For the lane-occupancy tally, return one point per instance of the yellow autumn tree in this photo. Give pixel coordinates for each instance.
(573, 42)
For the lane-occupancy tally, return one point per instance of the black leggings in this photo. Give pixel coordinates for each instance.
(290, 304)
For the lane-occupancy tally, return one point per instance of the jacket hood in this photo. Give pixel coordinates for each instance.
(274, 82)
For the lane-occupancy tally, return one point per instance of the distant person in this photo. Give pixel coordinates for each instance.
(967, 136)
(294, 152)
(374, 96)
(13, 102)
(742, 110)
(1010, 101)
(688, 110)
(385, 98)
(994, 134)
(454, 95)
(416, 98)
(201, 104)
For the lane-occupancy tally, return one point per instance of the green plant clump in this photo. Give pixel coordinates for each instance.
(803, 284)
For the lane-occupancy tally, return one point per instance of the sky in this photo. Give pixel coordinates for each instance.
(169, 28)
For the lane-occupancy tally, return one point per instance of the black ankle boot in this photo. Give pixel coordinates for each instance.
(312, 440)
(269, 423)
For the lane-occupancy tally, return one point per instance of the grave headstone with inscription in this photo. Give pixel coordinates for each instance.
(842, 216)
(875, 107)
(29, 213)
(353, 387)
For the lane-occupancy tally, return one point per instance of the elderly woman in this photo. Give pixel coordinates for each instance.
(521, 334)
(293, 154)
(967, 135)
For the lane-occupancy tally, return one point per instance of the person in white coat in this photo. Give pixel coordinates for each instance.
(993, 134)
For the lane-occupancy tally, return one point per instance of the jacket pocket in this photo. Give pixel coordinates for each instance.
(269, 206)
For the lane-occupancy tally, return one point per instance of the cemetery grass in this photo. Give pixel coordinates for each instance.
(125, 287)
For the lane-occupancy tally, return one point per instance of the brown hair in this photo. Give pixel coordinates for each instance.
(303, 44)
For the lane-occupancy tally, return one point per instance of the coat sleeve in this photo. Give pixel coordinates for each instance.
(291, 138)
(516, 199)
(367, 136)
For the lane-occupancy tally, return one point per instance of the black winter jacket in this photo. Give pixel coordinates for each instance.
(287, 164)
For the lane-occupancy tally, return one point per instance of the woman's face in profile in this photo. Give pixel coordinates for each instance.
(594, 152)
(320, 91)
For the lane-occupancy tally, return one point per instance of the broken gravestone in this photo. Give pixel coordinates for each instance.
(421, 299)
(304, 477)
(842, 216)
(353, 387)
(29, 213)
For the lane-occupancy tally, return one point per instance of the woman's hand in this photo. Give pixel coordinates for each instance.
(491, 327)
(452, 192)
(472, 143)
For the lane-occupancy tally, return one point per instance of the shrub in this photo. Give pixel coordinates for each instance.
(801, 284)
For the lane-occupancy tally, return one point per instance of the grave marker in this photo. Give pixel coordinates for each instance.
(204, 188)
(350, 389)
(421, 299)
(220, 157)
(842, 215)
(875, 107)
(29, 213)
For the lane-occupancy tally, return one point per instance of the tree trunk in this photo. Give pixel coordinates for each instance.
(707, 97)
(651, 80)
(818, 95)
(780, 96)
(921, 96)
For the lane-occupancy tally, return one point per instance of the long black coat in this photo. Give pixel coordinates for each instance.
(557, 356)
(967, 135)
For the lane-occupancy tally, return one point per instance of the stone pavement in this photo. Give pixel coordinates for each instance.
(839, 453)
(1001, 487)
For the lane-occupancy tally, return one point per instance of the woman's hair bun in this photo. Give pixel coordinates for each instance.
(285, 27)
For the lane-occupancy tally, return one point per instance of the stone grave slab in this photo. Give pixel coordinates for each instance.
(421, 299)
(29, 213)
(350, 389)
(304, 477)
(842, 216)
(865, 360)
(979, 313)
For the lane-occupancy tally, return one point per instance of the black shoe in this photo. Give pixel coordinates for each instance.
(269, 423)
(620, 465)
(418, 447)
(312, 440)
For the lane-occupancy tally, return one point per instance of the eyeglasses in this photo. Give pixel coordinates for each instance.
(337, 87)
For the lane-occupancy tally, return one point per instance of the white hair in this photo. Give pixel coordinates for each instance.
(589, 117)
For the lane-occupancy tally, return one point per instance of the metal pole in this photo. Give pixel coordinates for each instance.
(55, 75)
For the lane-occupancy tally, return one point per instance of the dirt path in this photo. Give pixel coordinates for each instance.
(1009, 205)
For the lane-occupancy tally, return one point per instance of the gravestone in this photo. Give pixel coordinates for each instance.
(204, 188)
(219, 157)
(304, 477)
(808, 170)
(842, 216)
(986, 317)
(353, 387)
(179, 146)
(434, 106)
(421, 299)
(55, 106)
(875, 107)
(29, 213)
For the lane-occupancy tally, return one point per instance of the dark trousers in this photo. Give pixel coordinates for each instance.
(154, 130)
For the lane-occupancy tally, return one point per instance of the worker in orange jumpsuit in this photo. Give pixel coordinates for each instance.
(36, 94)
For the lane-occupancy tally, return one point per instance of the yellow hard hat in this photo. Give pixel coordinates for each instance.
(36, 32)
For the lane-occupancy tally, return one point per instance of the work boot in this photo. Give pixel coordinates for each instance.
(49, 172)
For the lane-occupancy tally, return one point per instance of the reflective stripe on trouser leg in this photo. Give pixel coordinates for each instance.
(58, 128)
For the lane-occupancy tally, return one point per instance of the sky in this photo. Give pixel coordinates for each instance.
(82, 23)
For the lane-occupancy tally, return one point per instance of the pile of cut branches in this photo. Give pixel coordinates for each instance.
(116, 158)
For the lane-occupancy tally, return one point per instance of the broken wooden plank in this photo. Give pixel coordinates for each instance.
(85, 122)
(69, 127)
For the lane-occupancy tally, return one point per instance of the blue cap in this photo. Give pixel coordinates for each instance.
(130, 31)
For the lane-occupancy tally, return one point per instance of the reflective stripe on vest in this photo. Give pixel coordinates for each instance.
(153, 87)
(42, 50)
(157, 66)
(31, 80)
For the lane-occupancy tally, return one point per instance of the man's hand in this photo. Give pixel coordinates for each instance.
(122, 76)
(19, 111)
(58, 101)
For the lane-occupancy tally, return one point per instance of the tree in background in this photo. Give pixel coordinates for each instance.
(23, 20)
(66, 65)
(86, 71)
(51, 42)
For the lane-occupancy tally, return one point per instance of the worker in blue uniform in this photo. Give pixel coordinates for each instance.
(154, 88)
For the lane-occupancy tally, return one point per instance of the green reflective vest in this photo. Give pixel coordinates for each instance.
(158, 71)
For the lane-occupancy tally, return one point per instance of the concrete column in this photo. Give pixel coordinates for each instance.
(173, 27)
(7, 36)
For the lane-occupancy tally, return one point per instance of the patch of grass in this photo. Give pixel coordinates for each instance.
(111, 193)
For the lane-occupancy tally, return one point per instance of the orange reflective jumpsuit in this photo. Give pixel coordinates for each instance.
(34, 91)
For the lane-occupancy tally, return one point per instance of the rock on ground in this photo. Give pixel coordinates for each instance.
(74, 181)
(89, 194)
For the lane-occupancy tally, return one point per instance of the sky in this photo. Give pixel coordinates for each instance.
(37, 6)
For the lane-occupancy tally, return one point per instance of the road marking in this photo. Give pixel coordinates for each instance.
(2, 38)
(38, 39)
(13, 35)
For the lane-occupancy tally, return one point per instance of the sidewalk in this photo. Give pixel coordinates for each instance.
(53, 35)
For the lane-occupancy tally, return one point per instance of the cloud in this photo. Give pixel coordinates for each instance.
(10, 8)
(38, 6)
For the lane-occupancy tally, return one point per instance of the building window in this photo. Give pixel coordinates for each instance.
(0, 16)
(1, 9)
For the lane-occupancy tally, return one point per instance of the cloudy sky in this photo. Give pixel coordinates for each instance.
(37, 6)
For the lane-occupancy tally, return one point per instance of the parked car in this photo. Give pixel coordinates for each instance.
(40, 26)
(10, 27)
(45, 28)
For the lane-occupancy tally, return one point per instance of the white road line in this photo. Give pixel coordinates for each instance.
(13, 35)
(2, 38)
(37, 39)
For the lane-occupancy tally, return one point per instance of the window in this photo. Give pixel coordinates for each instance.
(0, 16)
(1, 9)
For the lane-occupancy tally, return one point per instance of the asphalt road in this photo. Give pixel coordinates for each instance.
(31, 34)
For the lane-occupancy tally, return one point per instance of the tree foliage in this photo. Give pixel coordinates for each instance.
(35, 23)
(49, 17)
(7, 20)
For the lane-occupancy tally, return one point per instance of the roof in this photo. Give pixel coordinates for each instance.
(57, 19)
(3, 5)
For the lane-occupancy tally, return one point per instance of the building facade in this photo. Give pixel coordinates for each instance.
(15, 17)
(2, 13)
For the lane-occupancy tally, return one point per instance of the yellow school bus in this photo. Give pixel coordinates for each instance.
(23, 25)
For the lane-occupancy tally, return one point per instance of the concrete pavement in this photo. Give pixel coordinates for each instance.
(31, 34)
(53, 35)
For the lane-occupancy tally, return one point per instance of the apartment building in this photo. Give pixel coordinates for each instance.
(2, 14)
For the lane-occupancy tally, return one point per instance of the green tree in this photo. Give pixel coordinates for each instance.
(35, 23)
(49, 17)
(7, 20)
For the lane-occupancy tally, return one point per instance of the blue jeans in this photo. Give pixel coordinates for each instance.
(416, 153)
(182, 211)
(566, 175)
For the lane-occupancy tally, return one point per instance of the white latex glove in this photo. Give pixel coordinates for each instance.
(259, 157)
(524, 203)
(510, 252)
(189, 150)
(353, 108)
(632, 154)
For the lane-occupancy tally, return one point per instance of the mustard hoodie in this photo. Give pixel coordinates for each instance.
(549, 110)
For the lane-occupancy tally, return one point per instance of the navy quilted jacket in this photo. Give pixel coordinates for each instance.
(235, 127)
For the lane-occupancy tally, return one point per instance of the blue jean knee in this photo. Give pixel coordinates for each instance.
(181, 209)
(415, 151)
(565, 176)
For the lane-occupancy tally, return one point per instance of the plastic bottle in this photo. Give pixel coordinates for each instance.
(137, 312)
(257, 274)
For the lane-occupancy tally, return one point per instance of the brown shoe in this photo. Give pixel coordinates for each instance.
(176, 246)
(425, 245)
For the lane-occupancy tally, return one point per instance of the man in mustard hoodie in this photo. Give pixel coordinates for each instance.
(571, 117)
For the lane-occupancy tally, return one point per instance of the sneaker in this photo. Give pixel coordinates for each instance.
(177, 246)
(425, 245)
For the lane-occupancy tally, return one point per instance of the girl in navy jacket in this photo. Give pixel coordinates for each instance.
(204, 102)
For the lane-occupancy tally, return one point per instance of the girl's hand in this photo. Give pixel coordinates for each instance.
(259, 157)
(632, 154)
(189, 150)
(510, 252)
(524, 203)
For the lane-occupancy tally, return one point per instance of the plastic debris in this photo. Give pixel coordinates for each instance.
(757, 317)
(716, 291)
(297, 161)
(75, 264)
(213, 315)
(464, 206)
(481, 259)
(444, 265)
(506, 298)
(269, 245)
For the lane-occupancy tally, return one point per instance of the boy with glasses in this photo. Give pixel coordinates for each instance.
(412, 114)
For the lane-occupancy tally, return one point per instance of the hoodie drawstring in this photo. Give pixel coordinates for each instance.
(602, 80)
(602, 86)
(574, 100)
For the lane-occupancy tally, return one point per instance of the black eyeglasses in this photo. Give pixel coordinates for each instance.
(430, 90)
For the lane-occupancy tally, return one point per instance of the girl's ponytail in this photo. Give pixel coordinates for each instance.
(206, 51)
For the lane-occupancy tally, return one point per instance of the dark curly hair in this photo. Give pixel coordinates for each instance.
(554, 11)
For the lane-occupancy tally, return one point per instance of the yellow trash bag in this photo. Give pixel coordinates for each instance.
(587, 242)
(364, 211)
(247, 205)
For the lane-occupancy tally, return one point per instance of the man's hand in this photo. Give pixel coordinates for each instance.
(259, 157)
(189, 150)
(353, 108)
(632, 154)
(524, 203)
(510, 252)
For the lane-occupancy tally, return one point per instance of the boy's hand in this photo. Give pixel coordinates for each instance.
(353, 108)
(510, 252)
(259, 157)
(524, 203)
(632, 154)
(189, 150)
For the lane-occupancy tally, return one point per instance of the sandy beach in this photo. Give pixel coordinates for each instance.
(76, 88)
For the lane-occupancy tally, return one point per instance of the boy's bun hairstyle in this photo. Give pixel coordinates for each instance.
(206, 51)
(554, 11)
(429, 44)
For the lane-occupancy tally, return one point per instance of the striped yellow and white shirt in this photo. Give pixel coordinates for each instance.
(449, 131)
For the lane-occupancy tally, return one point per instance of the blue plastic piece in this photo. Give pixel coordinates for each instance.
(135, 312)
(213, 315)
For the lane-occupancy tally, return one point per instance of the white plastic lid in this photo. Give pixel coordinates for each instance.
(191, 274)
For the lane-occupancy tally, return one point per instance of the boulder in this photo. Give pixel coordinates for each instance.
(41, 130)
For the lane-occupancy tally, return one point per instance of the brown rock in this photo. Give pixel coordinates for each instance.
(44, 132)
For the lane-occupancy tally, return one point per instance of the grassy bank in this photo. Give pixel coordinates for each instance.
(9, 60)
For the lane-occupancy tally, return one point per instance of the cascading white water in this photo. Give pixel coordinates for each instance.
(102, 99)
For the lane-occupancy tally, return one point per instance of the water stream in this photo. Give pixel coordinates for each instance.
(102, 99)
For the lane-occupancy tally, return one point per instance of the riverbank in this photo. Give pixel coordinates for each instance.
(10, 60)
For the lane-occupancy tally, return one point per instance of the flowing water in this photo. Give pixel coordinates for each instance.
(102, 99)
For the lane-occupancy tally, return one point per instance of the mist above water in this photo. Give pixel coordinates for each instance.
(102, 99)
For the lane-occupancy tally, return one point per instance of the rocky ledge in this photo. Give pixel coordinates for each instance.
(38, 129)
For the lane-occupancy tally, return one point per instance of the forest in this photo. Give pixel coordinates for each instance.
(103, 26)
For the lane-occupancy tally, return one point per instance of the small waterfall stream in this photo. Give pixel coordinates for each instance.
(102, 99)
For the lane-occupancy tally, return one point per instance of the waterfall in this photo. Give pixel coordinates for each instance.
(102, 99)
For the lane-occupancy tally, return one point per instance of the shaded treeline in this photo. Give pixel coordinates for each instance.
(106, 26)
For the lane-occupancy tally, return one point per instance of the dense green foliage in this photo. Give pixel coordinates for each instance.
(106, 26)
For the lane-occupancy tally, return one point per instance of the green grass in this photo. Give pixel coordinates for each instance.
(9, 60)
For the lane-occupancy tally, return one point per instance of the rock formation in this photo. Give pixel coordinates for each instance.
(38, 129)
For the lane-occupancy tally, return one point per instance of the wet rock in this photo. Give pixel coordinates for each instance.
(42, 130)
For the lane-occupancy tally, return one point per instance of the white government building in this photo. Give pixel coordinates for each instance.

◆ ◆ ◆ ◆ ◆ ◆ ◆

Reproduce, word for word, every line starting at the line that contains "of the riverbank" and ending with the final line of the entries.

For the lane-occupancy tally, return one point per instance of the riverbank in this photo. Give pixel coordinates for each instance.
(10, 60)
For the lane-occupancy tally, return one point per instance of the flowing water in this photo. Give pixel coordinates for each instance.
(102, 99)
For the lane-occupancy tally, return one point per instance of the mist above water in this photo. Give pixel coordinates for each instance.
(102, 99)
For the lane-occupancy tally, return one point per instance of the rocky ledge in this photo. Give pixel coordinates for each instance.
(38, 129)
For the lane-occupancy tally, return one point per instance of the forest in this photo. Give pixel coordinates for each instance.
(103, 26)
For the lane-occupancy tally, return one point per instance of the small waterfall stream in this photo. Give pixel coordinates for each instance.
(102, 99)
For the lane-occupancy tally, return one point per instance of the waterfall in this photo. Give pixel coordinates for each instance.
(102, 99)
For the lane-occupancy tally, return one point per instance of the shaded treeline in this photo. Give pixel coordinates for each instance.
(106, 26)
For the lane-occupancy tally, return one point per instance of the dense green foliage in this photo. Give pixel coordinates for each instance.
(106, 26)
For the lane-occupancy tally, return one point per instance of the green grass in this photo. Give pixel coordinates for each instance.
(9, 60)
For the lane-occupancy tally, return one point per instance of the rock formation in this photo. Give pixel coordinates for each instance.
(38, 129)
For the lane-occupancy tally, return one point per instance of the wet rock in this photo. Give pixel coordinates for each instance.
(42, 130)
For the lane-occupancy tally, return one point per instance of the white government building in this photo. Give pixel coordinates for each instance.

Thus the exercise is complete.